• **SHORT PROBLEM**:
The output should consist solely of the line containing "Kindly give the mask of every instance of the <item>unfinished" and the lines that follow it through the end of the data below.
┌──
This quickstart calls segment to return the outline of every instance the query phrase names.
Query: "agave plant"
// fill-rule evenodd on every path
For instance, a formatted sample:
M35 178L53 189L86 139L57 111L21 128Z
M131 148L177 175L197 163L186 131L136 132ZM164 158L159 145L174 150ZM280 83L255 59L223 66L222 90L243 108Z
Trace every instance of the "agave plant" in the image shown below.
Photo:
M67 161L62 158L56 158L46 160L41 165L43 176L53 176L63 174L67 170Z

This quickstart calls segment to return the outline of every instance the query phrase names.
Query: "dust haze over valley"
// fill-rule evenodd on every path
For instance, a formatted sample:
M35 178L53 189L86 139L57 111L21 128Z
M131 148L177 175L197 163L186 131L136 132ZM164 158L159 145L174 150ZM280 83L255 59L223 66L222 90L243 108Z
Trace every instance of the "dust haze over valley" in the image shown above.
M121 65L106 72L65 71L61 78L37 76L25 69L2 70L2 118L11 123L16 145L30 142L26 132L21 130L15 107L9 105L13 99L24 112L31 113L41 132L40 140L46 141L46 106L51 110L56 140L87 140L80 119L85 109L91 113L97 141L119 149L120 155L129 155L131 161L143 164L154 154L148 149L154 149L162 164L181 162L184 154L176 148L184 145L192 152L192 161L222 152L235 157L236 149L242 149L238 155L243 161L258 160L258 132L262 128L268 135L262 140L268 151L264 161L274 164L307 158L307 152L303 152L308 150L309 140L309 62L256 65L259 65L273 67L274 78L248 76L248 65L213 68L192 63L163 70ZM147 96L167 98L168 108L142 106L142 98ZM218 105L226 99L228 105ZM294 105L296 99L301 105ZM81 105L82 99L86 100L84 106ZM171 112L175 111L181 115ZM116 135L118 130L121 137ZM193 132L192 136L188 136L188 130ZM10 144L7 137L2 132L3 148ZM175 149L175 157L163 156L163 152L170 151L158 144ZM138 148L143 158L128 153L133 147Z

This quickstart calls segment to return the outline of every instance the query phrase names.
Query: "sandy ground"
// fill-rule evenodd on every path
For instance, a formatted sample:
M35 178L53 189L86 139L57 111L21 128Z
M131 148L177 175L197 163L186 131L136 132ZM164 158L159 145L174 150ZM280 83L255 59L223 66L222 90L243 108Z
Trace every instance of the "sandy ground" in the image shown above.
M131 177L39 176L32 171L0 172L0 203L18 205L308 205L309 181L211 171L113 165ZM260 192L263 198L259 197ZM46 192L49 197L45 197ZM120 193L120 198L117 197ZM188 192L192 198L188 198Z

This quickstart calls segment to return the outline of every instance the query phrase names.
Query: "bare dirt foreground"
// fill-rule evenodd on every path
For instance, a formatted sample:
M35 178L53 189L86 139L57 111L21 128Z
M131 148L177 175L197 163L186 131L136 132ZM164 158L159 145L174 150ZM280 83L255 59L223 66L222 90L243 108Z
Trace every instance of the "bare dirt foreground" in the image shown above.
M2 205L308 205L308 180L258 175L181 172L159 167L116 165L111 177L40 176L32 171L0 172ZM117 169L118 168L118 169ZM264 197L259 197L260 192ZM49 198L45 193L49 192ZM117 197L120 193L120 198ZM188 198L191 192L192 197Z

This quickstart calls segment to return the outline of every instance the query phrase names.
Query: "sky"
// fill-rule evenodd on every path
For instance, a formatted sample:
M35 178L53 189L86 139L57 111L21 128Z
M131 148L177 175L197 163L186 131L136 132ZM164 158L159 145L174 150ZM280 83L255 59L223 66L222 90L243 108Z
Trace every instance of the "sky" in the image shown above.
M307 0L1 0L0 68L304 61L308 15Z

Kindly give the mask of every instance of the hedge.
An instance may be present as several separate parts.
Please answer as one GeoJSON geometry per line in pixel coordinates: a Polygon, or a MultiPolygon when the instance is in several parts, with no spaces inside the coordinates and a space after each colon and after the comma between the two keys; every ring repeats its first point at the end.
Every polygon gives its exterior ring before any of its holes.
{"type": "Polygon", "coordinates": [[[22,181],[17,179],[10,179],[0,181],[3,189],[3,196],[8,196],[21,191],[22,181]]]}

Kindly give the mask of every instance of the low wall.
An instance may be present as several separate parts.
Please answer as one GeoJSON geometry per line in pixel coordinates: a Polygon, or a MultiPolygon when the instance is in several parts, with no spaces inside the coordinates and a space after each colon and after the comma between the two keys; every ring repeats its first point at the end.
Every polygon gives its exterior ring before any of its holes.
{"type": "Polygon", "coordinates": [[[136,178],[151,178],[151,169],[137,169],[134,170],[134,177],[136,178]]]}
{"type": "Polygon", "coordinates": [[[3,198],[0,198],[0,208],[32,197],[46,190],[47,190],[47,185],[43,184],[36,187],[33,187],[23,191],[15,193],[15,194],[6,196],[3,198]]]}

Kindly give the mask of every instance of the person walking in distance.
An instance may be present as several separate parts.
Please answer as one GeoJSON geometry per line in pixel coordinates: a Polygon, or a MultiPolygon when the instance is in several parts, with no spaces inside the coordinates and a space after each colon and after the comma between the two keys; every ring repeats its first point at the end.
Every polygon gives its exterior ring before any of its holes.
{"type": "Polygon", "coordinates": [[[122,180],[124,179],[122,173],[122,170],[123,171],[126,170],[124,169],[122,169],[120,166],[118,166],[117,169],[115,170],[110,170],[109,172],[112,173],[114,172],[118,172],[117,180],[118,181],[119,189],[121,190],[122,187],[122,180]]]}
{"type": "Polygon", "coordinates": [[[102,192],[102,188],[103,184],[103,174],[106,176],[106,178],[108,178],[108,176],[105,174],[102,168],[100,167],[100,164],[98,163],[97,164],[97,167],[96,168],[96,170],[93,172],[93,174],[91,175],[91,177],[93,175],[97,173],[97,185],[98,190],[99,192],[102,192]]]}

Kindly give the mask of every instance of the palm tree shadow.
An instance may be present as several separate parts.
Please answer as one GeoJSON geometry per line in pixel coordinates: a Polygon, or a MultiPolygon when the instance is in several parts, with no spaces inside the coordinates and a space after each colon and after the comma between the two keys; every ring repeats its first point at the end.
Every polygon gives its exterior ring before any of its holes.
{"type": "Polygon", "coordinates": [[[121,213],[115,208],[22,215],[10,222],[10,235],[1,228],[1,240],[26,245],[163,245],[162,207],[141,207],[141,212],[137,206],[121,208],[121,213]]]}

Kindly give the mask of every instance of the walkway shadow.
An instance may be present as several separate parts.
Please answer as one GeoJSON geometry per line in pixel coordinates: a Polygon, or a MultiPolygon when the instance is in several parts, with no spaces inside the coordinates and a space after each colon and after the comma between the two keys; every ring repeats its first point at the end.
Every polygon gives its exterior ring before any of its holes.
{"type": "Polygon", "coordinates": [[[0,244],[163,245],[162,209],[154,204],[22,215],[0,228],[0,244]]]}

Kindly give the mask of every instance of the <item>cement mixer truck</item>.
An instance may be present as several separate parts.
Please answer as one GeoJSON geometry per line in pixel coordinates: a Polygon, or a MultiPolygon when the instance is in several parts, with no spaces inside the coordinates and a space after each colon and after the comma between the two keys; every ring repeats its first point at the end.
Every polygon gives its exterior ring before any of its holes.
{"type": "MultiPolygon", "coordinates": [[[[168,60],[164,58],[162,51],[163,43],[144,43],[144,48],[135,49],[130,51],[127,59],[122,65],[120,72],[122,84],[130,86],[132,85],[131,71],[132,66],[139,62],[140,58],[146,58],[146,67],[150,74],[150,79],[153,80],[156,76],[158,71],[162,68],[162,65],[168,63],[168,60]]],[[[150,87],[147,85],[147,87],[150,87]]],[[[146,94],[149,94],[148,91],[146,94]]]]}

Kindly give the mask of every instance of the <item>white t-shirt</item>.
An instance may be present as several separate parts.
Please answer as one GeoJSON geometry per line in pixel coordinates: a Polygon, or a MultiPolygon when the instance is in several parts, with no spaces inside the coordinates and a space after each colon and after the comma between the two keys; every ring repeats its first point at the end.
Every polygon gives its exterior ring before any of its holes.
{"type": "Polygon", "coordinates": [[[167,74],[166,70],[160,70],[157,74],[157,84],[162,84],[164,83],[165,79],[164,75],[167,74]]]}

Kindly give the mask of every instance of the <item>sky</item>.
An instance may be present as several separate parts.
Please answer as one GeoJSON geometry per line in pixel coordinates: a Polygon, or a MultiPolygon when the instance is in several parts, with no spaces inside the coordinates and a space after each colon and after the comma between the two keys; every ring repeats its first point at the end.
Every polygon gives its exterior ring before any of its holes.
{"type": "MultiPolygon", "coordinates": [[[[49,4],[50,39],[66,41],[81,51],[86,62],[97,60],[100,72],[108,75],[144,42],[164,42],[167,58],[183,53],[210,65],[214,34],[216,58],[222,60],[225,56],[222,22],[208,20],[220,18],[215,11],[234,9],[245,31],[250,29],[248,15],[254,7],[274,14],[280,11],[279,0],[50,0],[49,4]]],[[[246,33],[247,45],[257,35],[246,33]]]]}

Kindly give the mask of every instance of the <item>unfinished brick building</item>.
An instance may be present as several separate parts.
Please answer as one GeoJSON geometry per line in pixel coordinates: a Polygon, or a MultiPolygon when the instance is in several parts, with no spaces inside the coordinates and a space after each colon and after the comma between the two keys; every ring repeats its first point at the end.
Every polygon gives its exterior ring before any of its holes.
└──
• **COMPLETED TASK**:
Kindly give the mask of every instance of the <item>unfinished brick building</item>.
An instance may be present as several separate parts.
Please answer as one GeoJSON geometry per line in pixel coordinates: a Polygon, or a MultiPolygon when the instance is in several parts, with no spaces inside the coordinates and a space after each colon and after the comma between the two keys; every ring repeats its first point at the end.
Every polygon gives its exterior ring before any of its holes.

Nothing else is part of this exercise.